Exercise instructions
Find every line below that contains the word "ornamental" and copy each one.

(Lines from an annotation dataset)
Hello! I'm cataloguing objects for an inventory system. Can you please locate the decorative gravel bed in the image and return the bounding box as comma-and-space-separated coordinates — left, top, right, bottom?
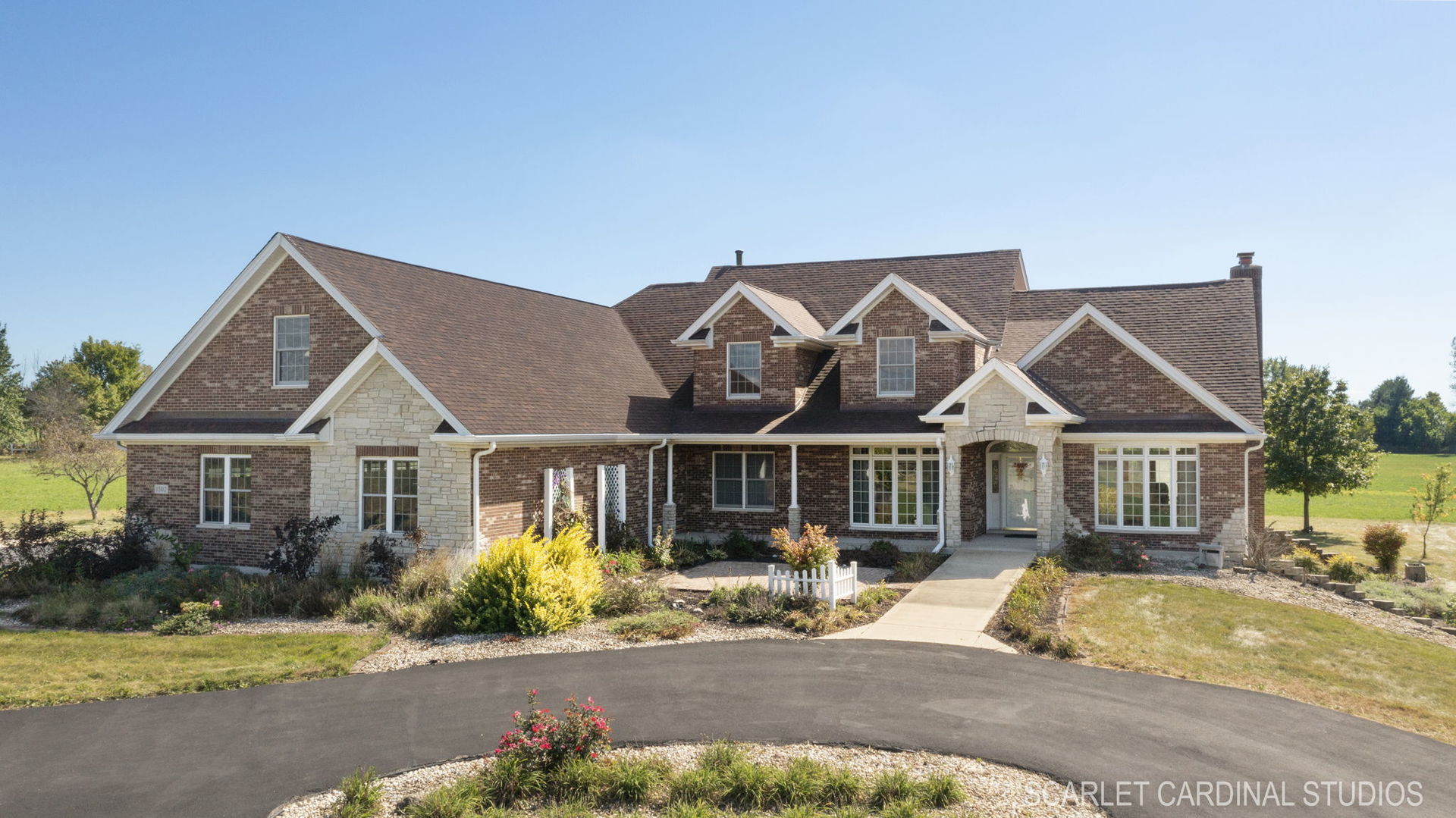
269, 742, 1105, 818
354, 620, 808, 672
1118, 566, 1456, 647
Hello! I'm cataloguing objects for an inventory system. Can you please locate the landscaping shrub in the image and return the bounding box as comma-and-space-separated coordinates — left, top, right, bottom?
770, 524, 839, 571
153, 600, 223, 636
610, 611, 701, 642
894, 552, 945, 582
495, 690, 611, 773
264, 514, 342, 579
1325, 554, 1364, 582
1363, 522, 1405, 573
592, 576, 667, 616
454, 527, 601, 635
334, 767, 384, 818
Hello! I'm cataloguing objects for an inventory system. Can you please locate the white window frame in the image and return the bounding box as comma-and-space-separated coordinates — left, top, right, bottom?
358, 457, 419, 534
875, 335, 916, 397
711, 451, 779, 512
849, 444, 945, 531
723, 340, 763, 400
1092, 443, 1203, 534
196, 454, 253, 531
272, 313, 313, 389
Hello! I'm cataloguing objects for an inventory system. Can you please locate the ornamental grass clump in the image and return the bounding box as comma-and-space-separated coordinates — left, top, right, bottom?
454, 525, 601, 635
770, 524, 839, 571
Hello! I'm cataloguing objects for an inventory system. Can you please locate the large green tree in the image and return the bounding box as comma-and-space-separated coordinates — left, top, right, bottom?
0, 324, 25, 447
32, 337, 152, 427
1264, 367, 1377, 531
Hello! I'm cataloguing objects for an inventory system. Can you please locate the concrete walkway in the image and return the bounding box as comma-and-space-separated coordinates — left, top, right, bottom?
824, 543, 1037, 653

Solution for this exercise
Hello! I'm cataloguing objects for an inventory system. Can you please locate the ornamental grass clump in the image and return the bounding box as comma-and-space-separated coordinates — left, top, right, bottom?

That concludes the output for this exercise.